**PAGE TEXT:**
June 30, 2021- No, this isn’t about Joe Biden. The things that happened in tandem today were a good stretch of fairly heavy rain and the eighth anniversary of the fire which killed 19 wildland firefighters, in Yarnell, AZ. The rain hit our area quite well, making a small dent in the dryness of the soil. It’ll take far more to reverse the lack of moisture that has marked the last two summers. I do hope that it helped to quench some of the fires that have ravaged much of our state, these past two months.

There was intermittent rain, as I drove out to Yarnell, to attend the dedication of a town park, constructed in honour of the 19 men. The grandfather of one of the fallen is a man with whom I worked for several years, in the western suburbs of Phoenix. He has since relocated to the Yarnell area and is a driving force behind this memorial. I also know family members of three others among the Granite Mountain Hot Shots who died that day. In each case, there have been shrines and memorial sites built, both on private land and as part of a State Park, which lies seven miles south of Yarnell, and which I have visited twice.

Here are some scenes from the heartwarming ceremony that took place this afternoon and of a private shrine, built by a couple who lost their house that day, and have since refurbished another fine residence, to include a chapel dedicated to the firefighters.

Entrance to memorial park, Yarnell
Eighth Commemoration of the Yarnell Hill Tragedy
Koi pond, at the Chapel of 19 Bells, Yarnell
The Chapel of 19 Bells, Yarnell

This day, marking the halfway point of any given year, thus will ever have its own indelible significance.

Sixty-six for Sixty Six, Part X:The Hotshots Trail


February 25, 2017, Yarnell-

A lone cactus wren croaked, as I came up the first stretch of hillside, on the way to the spot where, on June 30, 2013, nineteen formidable men met their doom, while working to safeguard this small community at the southeast edge of the Mohave Desert.

I encountered a moderate trail, whose increase in elevation is tempered by long switchbacks, frequent stops to read and ponder each of 19 memorial plaques, set in stones along the way.  Wooden benches and informational signs also provide respite, for anyone who finds the place more strenuous than anticipated.

**REQUESTS:**
1 - Copy the Yarnell post from "A lone cactus" to "strenuous than anticipated.", substituting "roadrunner" for "cactus wren".
2 - Pull out every row that contains the string "swimming", treating case as significant.
The Yarnell post and the rows come from unrelated sources.

**DATASET:**
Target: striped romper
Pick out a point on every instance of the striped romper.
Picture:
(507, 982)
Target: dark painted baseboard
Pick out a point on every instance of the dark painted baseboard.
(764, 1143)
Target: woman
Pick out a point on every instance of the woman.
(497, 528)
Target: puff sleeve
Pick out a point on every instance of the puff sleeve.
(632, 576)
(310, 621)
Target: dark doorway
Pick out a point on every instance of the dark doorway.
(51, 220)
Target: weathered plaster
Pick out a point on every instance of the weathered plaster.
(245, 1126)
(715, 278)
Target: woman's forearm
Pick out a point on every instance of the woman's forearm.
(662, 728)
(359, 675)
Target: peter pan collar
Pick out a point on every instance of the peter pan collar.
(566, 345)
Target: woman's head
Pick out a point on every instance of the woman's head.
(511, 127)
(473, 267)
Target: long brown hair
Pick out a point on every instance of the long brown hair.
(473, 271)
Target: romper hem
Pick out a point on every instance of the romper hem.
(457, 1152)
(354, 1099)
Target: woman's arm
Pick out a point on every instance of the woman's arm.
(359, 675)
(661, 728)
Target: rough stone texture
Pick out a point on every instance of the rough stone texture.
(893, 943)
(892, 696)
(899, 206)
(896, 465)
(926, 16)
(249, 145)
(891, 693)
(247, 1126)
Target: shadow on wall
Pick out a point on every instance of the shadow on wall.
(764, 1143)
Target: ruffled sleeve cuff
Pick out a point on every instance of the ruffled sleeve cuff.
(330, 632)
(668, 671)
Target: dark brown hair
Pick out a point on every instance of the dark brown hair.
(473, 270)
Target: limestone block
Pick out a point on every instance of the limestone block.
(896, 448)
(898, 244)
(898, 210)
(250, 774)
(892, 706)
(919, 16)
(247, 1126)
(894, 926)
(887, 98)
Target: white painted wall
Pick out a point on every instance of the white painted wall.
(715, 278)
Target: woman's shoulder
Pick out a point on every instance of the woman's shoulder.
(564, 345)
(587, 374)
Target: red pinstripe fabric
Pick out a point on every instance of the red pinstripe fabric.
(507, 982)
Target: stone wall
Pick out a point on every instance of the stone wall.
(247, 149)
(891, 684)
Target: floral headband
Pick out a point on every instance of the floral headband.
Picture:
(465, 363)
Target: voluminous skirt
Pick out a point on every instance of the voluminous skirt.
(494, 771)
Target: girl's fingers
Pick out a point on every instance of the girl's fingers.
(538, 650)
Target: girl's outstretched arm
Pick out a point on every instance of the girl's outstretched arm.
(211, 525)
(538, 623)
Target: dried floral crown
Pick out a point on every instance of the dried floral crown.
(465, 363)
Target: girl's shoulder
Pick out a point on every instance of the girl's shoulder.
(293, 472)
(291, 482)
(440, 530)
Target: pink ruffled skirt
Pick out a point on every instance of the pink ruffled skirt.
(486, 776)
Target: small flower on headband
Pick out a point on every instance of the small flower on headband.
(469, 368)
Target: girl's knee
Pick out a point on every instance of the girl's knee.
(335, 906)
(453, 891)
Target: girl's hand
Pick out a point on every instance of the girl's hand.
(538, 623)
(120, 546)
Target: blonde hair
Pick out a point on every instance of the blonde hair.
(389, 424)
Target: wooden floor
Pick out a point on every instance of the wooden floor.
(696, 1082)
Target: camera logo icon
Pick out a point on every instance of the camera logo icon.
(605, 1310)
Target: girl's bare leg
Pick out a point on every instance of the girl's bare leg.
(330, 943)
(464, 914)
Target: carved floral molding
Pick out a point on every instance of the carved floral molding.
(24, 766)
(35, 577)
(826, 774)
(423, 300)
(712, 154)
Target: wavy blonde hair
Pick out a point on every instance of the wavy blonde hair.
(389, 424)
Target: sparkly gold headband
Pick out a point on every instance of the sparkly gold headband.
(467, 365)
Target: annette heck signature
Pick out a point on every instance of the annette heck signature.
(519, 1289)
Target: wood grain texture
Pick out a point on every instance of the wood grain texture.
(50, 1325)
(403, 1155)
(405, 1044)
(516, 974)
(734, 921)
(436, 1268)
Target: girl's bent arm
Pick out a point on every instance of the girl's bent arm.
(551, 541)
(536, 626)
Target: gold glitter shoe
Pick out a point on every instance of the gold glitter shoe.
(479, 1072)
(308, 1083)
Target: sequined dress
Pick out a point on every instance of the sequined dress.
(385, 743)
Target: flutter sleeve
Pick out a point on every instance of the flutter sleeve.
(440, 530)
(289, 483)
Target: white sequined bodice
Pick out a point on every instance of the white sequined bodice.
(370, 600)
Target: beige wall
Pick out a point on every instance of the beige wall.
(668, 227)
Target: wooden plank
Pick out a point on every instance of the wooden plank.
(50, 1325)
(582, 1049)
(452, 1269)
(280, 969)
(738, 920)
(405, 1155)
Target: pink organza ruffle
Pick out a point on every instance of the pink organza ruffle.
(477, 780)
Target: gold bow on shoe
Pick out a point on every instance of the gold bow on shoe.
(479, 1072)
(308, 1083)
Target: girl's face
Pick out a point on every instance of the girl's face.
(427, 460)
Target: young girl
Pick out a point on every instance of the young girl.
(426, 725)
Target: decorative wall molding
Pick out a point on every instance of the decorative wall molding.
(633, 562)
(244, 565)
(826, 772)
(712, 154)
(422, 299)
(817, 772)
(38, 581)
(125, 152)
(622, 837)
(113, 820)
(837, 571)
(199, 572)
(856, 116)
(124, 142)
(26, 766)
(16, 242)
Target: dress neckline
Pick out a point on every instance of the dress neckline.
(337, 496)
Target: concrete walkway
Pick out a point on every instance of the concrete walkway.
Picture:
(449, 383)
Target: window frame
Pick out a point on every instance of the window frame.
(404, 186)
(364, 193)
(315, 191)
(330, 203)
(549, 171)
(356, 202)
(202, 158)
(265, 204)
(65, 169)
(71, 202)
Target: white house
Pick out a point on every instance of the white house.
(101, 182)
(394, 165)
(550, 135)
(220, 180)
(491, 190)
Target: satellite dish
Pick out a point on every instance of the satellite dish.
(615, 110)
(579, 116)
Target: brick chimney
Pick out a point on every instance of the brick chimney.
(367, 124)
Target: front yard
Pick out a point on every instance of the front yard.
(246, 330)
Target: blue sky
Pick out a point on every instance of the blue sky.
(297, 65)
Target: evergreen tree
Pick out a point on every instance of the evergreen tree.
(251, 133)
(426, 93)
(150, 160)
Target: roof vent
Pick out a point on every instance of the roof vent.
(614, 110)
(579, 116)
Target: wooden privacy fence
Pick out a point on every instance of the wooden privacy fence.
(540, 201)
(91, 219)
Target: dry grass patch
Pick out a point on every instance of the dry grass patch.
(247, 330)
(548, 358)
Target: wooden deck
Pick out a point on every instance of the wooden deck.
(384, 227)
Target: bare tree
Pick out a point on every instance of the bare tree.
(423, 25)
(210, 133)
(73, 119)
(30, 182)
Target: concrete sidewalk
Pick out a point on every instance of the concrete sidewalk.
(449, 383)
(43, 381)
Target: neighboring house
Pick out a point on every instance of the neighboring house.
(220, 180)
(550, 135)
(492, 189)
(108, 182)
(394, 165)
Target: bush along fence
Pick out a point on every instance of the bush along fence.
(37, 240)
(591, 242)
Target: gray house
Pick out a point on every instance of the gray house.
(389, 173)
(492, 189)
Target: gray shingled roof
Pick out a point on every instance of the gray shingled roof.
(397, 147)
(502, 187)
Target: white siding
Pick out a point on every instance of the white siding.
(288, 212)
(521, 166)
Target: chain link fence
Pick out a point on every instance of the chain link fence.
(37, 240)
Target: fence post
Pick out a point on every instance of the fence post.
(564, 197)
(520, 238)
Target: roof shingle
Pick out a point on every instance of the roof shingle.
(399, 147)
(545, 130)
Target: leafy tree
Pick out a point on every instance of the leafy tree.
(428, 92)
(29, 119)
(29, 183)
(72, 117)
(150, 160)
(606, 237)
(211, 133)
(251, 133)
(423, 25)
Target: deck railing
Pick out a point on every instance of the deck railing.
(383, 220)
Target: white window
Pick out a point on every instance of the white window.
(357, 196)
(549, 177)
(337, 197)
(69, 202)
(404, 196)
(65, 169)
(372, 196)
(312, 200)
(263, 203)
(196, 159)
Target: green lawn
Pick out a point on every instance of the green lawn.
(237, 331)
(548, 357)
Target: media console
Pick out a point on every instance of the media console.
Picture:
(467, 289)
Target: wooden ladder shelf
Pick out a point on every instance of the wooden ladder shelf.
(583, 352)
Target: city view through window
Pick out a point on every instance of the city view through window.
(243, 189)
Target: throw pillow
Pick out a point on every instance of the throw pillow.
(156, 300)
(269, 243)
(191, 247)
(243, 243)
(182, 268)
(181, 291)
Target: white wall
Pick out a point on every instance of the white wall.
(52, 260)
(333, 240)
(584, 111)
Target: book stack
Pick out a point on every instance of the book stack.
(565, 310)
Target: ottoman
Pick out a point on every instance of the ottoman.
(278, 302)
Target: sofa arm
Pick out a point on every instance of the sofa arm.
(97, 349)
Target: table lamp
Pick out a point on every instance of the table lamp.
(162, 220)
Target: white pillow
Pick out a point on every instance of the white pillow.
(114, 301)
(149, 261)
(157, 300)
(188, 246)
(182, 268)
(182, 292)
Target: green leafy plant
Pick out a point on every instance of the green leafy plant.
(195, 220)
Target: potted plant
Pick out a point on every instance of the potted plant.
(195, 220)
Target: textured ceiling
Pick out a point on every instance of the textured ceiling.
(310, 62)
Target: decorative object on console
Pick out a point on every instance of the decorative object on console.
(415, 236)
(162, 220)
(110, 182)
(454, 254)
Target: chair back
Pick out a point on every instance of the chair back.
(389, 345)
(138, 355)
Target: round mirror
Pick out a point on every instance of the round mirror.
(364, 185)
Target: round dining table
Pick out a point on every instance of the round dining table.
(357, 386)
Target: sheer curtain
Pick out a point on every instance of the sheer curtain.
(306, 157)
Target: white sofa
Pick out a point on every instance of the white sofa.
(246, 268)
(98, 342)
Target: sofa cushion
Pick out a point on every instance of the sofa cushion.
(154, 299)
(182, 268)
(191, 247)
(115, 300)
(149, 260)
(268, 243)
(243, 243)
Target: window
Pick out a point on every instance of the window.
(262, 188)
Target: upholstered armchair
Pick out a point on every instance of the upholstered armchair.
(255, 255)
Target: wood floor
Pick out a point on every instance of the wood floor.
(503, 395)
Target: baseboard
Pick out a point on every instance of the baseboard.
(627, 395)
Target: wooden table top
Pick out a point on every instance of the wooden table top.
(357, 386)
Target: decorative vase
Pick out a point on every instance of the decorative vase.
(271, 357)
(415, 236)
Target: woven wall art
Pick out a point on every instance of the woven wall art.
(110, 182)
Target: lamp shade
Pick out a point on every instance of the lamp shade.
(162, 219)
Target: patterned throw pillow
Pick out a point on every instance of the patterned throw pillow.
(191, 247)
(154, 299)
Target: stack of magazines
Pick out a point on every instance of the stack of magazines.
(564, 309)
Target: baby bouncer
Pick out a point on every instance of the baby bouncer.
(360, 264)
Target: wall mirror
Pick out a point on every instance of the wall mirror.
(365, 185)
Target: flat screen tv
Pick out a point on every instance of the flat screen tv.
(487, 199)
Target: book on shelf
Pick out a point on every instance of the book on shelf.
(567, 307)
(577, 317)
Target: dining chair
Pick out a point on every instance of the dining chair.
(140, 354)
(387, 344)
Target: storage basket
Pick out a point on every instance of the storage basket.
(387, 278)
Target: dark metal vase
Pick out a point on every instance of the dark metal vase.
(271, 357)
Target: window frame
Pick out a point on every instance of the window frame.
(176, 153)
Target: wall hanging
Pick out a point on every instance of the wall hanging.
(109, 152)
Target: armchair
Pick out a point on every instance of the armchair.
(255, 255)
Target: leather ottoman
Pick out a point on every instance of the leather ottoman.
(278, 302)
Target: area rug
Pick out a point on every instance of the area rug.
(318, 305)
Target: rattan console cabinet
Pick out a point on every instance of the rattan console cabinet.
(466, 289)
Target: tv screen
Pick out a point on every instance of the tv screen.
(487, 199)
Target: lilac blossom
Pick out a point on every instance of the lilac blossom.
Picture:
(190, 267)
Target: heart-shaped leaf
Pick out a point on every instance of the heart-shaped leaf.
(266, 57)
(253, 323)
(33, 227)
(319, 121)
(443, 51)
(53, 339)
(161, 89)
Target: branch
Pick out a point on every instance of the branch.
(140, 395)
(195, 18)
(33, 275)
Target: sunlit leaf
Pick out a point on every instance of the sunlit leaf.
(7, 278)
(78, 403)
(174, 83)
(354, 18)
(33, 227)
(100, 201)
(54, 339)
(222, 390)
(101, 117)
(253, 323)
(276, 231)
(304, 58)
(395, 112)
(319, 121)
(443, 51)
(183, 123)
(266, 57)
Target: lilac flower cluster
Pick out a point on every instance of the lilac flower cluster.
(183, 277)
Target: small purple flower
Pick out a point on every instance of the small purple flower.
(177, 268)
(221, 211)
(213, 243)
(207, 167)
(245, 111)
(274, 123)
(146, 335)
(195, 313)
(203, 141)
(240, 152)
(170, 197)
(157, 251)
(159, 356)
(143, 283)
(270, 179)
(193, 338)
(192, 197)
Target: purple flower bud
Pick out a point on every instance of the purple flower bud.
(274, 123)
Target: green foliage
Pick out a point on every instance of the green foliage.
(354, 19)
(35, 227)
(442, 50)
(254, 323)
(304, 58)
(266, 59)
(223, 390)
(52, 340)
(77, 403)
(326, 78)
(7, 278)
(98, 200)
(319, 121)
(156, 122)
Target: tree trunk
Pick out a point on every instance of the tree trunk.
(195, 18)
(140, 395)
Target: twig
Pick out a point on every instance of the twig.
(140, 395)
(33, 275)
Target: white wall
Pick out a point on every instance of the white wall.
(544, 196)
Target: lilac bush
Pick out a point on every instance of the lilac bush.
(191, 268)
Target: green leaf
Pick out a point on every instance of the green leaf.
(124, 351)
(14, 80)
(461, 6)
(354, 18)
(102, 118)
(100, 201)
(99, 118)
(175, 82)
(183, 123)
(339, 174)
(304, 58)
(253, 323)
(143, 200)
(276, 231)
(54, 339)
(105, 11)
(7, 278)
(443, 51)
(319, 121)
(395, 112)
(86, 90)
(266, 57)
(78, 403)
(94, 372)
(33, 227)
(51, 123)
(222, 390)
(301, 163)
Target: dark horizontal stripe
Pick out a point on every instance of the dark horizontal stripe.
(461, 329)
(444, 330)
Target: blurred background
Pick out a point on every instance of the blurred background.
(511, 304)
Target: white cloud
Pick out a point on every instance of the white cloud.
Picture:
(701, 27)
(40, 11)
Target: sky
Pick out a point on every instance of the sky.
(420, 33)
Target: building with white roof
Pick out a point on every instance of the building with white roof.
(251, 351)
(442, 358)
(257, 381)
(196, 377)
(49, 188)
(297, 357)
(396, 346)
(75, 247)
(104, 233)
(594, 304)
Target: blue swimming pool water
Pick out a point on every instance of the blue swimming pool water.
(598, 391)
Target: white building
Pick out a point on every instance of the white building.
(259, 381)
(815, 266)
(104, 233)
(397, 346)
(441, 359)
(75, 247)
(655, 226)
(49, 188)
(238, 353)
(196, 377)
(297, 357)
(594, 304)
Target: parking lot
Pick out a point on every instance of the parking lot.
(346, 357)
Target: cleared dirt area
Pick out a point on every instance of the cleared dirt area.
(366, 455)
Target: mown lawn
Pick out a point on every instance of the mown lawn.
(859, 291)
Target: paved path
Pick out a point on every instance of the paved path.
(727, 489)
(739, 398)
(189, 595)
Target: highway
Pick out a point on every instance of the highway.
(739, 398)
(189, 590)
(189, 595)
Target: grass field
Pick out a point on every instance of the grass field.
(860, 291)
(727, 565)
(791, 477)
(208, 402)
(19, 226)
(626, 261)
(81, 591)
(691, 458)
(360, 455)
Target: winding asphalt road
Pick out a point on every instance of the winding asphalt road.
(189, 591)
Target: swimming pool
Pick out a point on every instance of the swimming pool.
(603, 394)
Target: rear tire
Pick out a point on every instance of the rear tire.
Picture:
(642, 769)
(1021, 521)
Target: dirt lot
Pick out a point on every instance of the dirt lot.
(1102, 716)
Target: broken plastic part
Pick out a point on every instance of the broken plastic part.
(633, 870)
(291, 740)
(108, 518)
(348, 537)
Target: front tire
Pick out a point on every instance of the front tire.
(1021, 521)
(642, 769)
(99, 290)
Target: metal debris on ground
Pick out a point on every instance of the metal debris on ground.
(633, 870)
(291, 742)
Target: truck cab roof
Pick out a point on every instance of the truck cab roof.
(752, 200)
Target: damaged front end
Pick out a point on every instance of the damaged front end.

**ANSWER LIST:**
1 -
A lone roadrunner croaked, as I came up the first stretch of hillside, on the way to the spot where, on June 30, 2013, nineteen formidable men met their doom, while working to safeguard this small community at the southeast edge of the Mohave Desert.

I encountered a moderate trail, whose increase in elevation is tempered by long switchbacks, frequent stops to read and ponder each of 19 memorial plaques, set in stones along the way.  Wooden benches and informational signs also provide respite, for anyone who finds the place more strenuous than anticipated.

2 -
Target: blue swimming pool water
Pick out a point on every instance of the blue swimming pool water.
Target: swimming pool
Pick out a point on every instance of the swimming pool.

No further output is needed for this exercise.